Rows from a pointing dataset:

++++++++++

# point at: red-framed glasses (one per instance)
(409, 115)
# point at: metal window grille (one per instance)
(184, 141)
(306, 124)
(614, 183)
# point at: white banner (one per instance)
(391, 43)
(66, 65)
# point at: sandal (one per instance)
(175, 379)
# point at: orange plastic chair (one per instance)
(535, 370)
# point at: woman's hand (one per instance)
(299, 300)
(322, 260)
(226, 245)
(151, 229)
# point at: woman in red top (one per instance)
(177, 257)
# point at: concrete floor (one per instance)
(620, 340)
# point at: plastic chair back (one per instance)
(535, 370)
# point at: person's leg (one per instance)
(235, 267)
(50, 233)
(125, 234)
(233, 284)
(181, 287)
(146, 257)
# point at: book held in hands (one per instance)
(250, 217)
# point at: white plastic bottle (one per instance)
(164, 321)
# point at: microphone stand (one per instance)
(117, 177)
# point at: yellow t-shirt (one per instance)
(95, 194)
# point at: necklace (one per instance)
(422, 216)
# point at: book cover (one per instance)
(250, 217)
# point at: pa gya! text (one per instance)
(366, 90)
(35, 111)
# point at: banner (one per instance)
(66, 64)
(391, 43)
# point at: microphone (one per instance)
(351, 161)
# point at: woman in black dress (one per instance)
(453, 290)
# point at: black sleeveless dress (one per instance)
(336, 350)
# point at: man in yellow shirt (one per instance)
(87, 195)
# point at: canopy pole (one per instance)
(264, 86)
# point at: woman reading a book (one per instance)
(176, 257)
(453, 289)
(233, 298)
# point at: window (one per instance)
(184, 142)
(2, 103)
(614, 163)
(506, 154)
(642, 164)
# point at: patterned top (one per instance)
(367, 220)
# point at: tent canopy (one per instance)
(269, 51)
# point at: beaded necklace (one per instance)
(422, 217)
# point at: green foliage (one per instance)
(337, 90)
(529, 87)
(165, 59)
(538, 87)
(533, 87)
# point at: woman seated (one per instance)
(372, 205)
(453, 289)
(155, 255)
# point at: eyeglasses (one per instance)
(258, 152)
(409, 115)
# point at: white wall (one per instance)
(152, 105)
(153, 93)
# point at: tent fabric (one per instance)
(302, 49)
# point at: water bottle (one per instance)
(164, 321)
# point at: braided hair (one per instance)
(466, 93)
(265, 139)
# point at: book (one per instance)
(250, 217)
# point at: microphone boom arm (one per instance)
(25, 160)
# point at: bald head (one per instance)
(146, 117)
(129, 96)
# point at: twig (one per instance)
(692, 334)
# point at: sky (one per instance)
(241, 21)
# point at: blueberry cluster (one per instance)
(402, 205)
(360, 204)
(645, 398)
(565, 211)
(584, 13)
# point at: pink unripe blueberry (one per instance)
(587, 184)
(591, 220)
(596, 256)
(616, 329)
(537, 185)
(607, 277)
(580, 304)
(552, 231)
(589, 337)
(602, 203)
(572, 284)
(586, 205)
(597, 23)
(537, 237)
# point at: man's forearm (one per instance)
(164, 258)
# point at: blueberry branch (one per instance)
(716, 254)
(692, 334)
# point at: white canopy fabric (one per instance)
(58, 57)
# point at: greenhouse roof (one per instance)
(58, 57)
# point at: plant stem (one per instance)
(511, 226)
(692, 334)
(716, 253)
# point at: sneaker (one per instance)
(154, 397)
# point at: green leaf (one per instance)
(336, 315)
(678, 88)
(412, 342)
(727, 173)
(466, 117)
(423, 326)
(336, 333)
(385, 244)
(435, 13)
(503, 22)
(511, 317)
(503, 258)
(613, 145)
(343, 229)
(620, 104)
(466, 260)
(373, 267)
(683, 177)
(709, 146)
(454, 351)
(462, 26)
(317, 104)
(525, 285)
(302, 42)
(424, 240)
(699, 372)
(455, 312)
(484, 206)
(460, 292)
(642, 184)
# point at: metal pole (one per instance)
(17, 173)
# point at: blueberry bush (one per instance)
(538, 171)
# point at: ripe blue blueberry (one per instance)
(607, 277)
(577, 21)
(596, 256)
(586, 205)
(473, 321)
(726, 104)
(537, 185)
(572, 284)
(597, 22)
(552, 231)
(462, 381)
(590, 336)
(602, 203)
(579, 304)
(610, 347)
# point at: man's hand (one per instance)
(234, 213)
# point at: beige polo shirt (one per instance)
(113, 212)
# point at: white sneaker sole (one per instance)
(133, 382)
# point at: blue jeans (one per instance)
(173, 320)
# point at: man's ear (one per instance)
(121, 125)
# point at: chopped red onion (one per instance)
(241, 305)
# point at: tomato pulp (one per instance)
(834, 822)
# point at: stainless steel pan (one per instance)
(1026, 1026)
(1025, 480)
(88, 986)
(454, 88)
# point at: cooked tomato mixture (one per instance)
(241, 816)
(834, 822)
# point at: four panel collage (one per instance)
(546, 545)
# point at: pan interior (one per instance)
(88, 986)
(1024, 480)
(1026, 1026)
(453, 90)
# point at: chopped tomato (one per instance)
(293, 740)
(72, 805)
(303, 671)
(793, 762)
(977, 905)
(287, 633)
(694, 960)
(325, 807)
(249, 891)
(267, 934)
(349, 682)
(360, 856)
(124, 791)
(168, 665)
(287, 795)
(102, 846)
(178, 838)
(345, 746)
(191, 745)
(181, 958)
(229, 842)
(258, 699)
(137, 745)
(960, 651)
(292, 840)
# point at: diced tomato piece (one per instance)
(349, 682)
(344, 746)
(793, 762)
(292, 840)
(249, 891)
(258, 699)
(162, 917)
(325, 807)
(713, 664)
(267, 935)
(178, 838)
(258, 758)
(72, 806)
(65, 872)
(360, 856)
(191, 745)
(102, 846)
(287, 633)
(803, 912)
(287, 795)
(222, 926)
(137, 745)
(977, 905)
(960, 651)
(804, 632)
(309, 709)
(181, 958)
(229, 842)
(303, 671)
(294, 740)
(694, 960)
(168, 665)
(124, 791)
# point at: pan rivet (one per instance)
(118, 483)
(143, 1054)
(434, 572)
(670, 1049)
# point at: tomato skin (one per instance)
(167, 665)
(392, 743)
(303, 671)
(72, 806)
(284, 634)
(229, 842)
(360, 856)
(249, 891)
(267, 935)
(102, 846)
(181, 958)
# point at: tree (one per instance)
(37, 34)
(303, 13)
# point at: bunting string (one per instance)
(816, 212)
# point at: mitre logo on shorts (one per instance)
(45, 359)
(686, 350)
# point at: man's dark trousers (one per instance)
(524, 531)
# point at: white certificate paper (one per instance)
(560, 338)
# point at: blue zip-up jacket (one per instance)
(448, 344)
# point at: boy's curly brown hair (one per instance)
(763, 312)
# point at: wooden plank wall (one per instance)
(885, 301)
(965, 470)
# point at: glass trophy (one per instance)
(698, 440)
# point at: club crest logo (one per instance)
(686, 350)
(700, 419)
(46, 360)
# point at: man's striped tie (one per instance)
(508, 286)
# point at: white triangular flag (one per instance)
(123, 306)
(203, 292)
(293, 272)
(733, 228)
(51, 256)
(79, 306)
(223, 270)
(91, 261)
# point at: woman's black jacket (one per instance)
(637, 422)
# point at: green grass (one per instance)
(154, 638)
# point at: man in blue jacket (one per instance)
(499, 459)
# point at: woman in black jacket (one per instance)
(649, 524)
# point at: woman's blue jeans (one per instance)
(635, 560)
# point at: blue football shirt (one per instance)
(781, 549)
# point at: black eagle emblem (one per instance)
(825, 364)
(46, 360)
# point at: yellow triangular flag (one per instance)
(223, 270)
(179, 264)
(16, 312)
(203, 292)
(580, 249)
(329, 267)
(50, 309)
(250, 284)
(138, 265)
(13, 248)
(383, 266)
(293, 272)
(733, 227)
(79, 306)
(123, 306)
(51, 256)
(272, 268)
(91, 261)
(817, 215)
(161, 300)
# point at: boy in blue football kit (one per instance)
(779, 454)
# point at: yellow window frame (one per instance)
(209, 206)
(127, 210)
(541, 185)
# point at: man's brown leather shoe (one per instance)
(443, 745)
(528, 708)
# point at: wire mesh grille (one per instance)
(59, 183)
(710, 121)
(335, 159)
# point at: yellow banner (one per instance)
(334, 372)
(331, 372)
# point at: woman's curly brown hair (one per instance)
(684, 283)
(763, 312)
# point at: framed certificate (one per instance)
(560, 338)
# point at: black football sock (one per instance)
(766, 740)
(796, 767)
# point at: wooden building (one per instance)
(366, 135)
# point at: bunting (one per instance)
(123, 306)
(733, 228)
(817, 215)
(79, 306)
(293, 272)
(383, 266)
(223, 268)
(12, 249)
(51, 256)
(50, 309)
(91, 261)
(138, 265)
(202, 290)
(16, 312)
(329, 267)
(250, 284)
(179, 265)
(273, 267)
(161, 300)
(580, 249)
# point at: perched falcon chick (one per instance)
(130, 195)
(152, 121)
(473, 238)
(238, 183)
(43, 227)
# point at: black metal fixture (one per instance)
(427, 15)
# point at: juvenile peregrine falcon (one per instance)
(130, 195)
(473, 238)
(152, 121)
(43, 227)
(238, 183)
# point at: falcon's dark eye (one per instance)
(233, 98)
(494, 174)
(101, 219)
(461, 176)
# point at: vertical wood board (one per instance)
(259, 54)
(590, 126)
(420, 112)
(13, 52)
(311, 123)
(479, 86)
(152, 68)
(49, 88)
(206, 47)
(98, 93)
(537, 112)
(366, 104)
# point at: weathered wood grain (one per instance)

++++++++++

▶ **INSTRUCTIONS FOR THE TASK**: Repeat the items from the line with "# point at: bunting (one per instance)" through the end of the items, switching "wood" to "timber" and leaving everything else unchanged.

▶ **EXPECTED OUTPUT**:
# point at: bunting (one per instance)
(123, 306)
(733, 228)
(817, 215)
(79, 306)
(293, 272)
(383, 266)
(223, 268)
(12, 249)
(51, 256)
(50, 309)
(91, 261)
(138, 265)
(202, 290)
(16, 312)
(329, 267)
(250, 284)
(179, 265)
(273, 267)
(161, 300)
(580, 249)
# point at: perched falcon chick (one per instance)
(130, 195)
(152, 121)
(473, 238)
(238, 183)
(43, 227)
# point at: black metal fixture (one per instance)
(427, 15)
# point at: juvenile peregrine falcon (one per instance)
(130, 195)
(473, 238)
(152, 121)
(43, 227)
(238, 183)
# point at: falcon's dark eye (one per instance)
(233, 98)
(494, 174)
(101, 219)
(461, 176)
# point at: vertical timber board (one per instance)
(259, 54)
(590, 126)
(420, 112)
(13, 52)
(311, 123)
(479, 86)
(152, 68)
(49, 88)
(206, 47)
(98, 93)
(537, 112)
(366, 104)
# point at: weathered timber grain (one per instance)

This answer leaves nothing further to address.